▸ **What you should do**: Collect every line in the rows below that contains the string "patch". Case counts.

▸ **Data lines**:
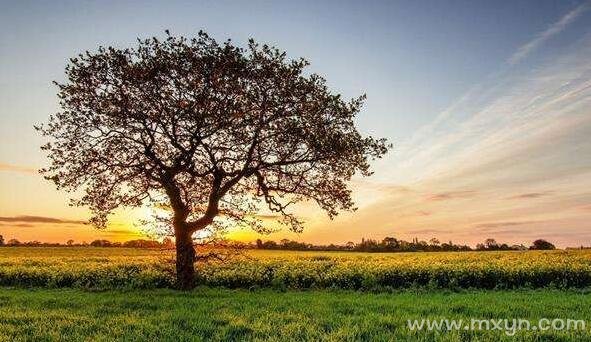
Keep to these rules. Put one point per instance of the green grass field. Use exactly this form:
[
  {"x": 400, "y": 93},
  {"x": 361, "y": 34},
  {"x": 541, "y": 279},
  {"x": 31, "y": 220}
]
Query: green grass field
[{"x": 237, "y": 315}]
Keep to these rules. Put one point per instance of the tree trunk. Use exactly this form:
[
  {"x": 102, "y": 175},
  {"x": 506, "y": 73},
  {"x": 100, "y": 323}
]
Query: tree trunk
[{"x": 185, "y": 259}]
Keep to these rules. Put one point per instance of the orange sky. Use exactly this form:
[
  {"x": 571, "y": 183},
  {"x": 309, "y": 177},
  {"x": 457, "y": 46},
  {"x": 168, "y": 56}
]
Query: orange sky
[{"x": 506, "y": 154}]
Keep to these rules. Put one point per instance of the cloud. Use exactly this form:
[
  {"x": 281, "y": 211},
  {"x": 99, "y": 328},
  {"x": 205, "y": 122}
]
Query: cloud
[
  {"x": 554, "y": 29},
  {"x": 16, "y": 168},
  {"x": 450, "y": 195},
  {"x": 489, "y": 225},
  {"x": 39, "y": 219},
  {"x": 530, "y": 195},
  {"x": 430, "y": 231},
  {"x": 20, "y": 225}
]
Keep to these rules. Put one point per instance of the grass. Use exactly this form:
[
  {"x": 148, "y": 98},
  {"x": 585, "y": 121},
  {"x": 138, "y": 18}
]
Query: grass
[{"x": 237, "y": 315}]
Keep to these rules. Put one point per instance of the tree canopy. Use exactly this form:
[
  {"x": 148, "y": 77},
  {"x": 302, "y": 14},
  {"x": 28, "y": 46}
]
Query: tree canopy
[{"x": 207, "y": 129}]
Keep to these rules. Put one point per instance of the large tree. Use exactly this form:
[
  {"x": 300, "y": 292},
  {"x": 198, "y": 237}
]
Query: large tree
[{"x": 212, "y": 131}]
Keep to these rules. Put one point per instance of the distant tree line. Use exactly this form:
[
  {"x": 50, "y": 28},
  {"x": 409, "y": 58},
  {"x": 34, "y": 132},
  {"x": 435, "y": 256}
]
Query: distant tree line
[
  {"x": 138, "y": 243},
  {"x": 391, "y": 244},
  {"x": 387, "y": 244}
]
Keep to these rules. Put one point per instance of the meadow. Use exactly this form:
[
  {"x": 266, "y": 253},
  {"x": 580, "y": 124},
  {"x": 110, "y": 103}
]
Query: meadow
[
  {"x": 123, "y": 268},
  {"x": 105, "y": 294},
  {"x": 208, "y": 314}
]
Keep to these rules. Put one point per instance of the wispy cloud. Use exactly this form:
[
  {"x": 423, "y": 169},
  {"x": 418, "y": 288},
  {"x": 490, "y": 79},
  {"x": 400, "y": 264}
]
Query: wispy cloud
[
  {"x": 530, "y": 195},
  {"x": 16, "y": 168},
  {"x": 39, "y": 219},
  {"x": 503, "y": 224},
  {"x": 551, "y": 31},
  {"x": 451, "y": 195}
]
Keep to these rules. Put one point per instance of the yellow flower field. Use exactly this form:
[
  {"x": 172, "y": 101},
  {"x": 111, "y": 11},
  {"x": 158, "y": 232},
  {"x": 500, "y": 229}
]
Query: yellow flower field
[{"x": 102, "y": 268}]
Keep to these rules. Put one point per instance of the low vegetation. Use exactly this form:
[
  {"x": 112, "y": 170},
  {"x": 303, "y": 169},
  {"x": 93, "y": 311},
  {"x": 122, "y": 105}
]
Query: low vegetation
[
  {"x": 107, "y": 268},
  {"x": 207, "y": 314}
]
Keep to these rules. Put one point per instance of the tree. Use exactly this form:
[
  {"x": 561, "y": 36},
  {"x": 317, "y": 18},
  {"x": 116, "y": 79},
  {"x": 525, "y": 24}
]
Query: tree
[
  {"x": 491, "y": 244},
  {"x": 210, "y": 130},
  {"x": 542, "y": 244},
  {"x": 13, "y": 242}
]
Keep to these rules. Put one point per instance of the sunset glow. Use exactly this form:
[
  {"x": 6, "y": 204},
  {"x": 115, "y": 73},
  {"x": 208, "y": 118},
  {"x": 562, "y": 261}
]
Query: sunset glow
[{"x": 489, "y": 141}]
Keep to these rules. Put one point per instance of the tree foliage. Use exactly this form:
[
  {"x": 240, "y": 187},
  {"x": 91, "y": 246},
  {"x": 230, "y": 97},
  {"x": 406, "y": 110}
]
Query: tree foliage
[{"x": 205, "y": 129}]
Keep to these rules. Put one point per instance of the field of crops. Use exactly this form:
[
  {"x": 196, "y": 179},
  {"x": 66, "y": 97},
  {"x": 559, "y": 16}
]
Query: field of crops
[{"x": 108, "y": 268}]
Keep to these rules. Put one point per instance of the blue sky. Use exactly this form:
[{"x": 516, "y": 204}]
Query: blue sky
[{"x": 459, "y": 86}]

--

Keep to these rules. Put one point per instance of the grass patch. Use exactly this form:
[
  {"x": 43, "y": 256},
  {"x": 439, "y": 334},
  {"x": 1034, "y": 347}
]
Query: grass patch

▸ **Response to this exercise**:
Keep to these rules. Put one point per instance of the grass patch. Use exactly this form:
Query: grass patch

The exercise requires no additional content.